SUPPLIED ENTRIES:
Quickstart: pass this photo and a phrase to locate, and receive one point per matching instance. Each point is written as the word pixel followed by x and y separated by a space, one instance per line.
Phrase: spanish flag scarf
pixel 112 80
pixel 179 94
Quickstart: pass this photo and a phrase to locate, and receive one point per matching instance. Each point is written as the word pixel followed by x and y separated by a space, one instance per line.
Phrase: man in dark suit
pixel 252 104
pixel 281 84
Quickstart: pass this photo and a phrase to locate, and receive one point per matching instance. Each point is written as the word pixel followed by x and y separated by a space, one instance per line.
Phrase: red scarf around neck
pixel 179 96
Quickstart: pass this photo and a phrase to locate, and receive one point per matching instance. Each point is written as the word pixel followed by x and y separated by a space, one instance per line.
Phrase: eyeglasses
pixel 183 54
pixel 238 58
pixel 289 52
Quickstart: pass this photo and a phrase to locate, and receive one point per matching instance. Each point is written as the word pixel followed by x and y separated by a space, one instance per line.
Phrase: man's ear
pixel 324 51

---

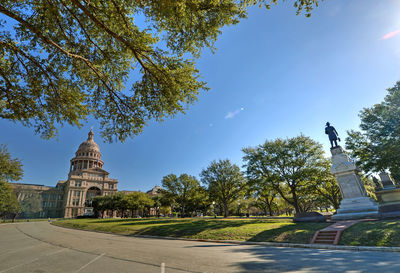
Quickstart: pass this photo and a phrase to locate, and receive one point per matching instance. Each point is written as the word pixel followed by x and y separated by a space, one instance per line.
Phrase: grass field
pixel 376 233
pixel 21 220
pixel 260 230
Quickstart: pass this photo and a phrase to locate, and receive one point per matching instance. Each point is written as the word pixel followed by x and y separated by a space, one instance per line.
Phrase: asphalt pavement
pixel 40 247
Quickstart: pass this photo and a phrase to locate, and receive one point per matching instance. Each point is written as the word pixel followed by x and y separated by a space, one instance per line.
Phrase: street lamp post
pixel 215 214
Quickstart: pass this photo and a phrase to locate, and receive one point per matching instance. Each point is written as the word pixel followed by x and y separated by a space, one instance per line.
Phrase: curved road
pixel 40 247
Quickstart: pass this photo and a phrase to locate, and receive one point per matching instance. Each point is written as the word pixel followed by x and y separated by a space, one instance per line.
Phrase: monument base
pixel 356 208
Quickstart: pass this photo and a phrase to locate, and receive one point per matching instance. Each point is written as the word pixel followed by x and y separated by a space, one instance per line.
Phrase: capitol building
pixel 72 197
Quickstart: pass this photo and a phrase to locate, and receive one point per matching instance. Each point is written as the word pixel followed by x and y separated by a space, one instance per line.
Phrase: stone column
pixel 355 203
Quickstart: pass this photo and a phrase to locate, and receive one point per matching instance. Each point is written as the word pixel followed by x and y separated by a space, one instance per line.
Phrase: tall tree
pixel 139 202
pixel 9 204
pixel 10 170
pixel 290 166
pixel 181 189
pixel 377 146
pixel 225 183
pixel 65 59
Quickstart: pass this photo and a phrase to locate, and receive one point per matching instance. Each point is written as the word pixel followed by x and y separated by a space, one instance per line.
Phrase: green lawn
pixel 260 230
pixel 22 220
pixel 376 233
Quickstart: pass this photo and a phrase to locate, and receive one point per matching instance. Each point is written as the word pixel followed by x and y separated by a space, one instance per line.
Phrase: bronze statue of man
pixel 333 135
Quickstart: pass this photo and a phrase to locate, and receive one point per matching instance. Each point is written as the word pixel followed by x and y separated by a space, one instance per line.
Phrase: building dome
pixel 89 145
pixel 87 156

---

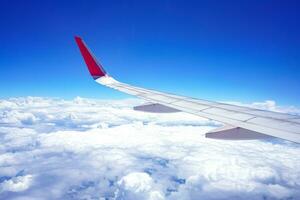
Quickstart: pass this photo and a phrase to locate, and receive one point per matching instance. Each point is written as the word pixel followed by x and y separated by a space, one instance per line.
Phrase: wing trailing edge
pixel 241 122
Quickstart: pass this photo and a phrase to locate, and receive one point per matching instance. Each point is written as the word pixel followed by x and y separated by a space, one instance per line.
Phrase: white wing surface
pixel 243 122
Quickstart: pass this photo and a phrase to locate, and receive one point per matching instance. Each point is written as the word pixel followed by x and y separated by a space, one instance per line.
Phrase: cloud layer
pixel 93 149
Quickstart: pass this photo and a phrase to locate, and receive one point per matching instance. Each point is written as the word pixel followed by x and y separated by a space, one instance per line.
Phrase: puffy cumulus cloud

GIVEN EXERCISE:
Pull out every row above that contains the string "wing". Case counts.

RESULT:
Phrase: wing trailing edge
Phrase: white wing surface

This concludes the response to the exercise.